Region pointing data
____
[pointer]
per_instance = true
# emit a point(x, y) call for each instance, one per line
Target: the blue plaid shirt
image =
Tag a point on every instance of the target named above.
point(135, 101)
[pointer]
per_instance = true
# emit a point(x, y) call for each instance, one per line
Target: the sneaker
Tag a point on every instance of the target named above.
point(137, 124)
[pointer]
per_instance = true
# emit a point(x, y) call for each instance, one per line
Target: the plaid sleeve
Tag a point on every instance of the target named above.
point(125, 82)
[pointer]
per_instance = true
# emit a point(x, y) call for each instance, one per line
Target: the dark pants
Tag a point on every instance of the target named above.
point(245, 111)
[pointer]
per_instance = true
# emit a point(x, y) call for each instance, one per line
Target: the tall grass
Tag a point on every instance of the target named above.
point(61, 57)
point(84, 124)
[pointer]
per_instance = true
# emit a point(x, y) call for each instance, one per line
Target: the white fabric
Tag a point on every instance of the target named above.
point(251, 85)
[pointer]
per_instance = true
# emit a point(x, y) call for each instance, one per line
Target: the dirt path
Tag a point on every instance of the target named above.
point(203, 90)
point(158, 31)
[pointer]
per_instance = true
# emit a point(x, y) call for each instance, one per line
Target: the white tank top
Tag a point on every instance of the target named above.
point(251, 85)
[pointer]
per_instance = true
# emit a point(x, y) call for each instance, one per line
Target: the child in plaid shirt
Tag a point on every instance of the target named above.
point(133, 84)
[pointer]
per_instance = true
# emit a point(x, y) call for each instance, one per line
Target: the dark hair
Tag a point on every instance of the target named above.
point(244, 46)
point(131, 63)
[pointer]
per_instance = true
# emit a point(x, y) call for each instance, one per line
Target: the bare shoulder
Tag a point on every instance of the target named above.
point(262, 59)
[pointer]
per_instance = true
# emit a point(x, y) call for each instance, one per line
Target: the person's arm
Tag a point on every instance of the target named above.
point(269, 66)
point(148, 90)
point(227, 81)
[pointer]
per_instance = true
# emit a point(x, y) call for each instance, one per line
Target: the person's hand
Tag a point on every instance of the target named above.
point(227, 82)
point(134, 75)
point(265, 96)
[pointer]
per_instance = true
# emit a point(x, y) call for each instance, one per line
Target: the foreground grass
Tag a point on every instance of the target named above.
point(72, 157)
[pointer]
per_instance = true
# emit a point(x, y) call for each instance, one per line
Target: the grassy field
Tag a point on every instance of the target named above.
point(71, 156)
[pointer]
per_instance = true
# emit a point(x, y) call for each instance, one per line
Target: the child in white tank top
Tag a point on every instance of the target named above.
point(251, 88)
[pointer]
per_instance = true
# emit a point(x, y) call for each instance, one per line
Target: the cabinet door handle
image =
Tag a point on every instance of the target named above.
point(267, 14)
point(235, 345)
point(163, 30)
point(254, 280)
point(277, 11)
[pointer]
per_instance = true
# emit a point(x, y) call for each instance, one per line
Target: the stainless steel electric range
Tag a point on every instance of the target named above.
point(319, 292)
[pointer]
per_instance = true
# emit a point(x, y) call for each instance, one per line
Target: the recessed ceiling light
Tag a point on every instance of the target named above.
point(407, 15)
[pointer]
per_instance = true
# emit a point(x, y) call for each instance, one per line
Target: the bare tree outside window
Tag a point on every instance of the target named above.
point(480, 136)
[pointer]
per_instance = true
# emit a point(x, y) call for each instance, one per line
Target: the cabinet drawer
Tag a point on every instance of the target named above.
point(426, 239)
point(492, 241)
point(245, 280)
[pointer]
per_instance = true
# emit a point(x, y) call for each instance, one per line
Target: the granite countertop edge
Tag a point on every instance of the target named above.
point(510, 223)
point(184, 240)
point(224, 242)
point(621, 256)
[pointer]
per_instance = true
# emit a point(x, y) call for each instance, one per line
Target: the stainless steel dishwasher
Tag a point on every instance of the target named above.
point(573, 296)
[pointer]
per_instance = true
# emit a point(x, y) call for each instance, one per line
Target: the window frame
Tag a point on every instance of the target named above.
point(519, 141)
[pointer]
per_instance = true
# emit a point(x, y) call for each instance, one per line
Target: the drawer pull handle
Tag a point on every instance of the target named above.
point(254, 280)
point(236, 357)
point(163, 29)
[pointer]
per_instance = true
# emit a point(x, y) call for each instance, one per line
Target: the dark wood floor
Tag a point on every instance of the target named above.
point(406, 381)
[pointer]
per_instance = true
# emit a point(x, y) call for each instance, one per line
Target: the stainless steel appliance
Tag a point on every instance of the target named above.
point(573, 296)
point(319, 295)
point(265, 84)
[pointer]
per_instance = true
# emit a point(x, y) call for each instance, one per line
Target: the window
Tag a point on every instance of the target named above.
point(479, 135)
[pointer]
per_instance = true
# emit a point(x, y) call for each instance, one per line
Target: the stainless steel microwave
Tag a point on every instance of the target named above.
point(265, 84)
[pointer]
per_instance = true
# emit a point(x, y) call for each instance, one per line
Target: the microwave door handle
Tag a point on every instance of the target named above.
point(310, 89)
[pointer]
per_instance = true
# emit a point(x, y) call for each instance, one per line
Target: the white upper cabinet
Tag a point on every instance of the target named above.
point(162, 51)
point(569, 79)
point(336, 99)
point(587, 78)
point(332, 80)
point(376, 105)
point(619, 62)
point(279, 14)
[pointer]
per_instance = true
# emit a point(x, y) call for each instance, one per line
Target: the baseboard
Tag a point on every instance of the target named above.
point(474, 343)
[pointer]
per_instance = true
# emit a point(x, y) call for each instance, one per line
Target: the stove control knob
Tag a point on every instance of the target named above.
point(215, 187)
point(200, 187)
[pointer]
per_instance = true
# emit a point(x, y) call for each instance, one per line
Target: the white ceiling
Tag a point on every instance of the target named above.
____
__Exercise directions__
Answer with a single number: how many lines in the data above have the string "white" in them?

__Output below__
5